====== Data ======

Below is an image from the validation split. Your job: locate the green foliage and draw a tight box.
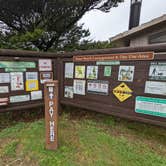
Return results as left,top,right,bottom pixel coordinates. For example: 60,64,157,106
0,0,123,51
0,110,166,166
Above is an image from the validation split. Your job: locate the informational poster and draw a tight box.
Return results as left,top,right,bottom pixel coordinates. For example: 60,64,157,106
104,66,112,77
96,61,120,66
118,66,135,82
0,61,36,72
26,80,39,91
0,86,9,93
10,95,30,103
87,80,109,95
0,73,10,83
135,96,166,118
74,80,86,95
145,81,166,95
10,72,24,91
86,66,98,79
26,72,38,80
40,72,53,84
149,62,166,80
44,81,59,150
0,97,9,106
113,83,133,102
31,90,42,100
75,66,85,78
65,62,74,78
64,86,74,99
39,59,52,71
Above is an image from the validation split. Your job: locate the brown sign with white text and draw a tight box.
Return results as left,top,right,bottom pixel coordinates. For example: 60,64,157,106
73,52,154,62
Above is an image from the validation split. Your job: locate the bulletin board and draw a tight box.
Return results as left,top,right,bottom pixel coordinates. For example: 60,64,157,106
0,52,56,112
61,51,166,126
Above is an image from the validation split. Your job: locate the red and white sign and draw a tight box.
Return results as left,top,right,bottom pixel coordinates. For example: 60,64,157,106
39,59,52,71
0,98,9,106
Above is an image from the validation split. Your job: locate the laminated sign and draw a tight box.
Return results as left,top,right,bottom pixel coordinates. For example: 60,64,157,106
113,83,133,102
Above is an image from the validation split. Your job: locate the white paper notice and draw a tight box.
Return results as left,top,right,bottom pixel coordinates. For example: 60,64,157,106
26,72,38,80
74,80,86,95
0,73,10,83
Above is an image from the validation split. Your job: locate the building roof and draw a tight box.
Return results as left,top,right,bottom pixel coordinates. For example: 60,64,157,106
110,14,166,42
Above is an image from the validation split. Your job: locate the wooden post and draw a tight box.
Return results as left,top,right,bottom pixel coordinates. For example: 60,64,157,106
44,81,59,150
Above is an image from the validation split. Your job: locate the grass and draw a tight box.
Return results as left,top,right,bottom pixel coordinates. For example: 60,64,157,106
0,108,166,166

======

#### Challenge
Reproduce the lines verbatim, from the line containing "post and draw a tight box." through the last line of the items, both ends included.

#### Final answer
Above is an image from the validation split. Your job: locate the wooden post and draw a tight box.
Return results as left,top,right,bottom pixel coordinates. For example: 60,64,157,106
44,81,59,150
Above is an image from the validation split. Your job: locate the grass and draw a tight box.
Return results as left,top,right,bottom pixel coordinates. For example: 60,64,157,106
0,108,166,166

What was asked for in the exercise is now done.